◆ Page excerpt
US7393421B2ExpiredUtilityA1
Method for in-die shaping and quenching of martensitic tubular body
Assignee: GM GLOBAL TECH OPERATIONS INCPriority: Apr 10, 2006Filed: Apr 10, 2006Granted: Jul 1, 2008
Est. expiryApr 10, 2026(expired)· nominal 20-yr term from priority
Inventors:Wuhua Yang
C21D 9/08B21D 26/033B21D 26/041
90
PatentIndex Score
11
Cited by
11
References
12
Claims
Abstract
A process that combines tubular body pressure induced shaping at elevated temperatures with a controlled rapid quenching operation using a gaseous quenching medium in a common unit. The achievable cooling rate permits the in-die shaping and quenching of tubular structural components of martensitic steels without requiring the use of a separate discrete quenching.
Claims
exact text as granted — not AI-modified1. A process for thermal forming and quenching a tubular structure of heat treatable steel alloy to produce a molded structure characterized by a martensitic phase structure, the process comprising:
(a) introducing a tubular member of heat treatable steel alloy into a shape-defining mold cavity;
(b) heating the tubular member to a level above its softening point such that the steel alloy assumes a substantially austenitic phase structure;
(c) molding the heated tubular member by introducing a molding gaseous fluid into the mold cavity wherein the molding gaseous fluid applies gas pressure against portions of the tubular member at the interior of the tubular member such that the tubular member is pushed outwardly to assume a shape substantially conforming with the mold cavity; and
(d) quenching the molded tubular member to at least partially transform the austenitic phase structure to a martensitic phase structure by flowing a quenching gaseous fluid through the interior of the molded tubular member while the tubular member is held within the mold cavity with exterior surface portions of the molded tubular member held in contacting relation with the surface of the mold cavity.
2. The invention as recited in claim 1 , wherein the mold cavity is induction heated.
3. The invention as recited in claim 1 , wherein the quenching gaseous fluid is cooled prior to contacting the tubular member.
4. The invention as recited in claim 3 , wherein during the quenching step the quenching gaseous fluid is recirculated through the tubular member and a cooling unit.
5. The invention as recited in claim 1 , wherein the molding gaseous fluid and the quenching gaseous fluid are each selected from the group consisting of helium, nitrogen and argon.
6. The invention as recited in claim 5 , wherein the molding gaseous fluid and the quenching gaseous fluid are the same gas supplied from a common supply source.
7. The invention as recited in claim 1 , further comprising the step of reheating the molded tubular member to an annealing temperature after the quenching step while the tubular member is held within the mold cavity with exterior surface portions of the molded tubular member held in contacting relation with the surface of the mold cavity.

◆ Tasks for this exercise
1. According to the patent excerpt, which gases may be used for the molding and quenching gaseous fluids?
2. Copy the patent excerpt starting at the words "3. The invention" and ending after "a cooling unit.", changing "cooling unit" to "heat exchanger".
The records after this have no role in any of it.

◆ Items

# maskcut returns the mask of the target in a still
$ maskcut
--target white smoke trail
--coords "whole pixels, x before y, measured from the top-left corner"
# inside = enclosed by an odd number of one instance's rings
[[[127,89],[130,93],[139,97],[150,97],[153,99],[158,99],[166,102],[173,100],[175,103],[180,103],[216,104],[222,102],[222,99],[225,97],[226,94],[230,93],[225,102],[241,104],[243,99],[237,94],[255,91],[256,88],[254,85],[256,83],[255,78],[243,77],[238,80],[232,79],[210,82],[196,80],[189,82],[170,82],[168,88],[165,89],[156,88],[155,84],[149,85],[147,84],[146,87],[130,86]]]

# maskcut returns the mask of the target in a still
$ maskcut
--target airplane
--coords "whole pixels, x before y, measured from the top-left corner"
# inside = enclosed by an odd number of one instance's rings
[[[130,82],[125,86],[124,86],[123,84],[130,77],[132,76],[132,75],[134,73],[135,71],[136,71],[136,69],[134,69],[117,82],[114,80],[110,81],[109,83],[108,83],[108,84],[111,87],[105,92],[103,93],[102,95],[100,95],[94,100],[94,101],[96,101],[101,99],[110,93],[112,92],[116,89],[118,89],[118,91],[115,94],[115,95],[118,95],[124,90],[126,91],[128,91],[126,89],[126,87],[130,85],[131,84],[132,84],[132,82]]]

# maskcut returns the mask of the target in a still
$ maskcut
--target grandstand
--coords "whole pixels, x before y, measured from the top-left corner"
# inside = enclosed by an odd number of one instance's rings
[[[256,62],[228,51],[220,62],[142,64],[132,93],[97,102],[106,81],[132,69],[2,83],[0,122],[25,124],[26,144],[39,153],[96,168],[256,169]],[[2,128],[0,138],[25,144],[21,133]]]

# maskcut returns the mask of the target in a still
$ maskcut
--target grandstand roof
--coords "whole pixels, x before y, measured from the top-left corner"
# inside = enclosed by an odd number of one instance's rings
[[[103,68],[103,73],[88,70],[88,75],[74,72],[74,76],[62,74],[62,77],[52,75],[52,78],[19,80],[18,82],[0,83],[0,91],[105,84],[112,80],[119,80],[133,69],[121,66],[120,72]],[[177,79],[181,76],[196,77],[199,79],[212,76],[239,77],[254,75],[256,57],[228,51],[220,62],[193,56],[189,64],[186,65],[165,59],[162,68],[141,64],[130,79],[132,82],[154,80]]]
---
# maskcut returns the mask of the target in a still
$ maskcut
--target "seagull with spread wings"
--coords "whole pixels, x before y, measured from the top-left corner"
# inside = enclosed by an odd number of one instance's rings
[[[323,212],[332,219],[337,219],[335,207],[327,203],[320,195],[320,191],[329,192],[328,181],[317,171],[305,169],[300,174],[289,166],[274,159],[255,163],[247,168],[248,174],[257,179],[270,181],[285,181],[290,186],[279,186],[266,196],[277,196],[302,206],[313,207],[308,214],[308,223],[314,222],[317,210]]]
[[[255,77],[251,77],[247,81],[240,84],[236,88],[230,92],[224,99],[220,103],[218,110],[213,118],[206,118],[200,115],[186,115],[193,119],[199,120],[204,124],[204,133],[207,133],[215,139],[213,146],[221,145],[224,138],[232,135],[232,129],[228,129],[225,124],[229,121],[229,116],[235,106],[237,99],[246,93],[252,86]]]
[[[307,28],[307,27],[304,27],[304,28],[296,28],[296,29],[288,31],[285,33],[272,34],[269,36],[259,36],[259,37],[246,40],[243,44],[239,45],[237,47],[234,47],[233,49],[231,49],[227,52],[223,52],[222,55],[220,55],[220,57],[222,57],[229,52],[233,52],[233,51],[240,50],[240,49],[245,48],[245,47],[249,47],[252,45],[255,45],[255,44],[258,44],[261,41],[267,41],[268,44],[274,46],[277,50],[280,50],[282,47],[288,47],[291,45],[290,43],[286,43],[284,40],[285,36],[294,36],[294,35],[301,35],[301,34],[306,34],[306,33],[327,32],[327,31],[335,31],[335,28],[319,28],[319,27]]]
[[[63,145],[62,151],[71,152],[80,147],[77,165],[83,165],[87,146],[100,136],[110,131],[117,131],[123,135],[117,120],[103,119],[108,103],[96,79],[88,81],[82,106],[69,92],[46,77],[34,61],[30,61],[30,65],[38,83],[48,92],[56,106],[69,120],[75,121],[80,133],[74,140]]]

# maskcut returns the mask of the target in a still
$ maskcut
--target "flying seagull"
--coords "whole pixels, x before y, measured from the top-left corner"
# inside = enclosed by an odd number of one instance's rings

◆ Answer list
1. Helium, nitrogen and argon.

2.
3. The invention as recited in claim 1 , wherein the quenching gaseous fluid is cooled prior to contacting the tubular member.
4. The invention as recited in claim 3 , wherein during the quenching step the quenching gaseous fluid is recirculated through the tubular member and a heat exchanger.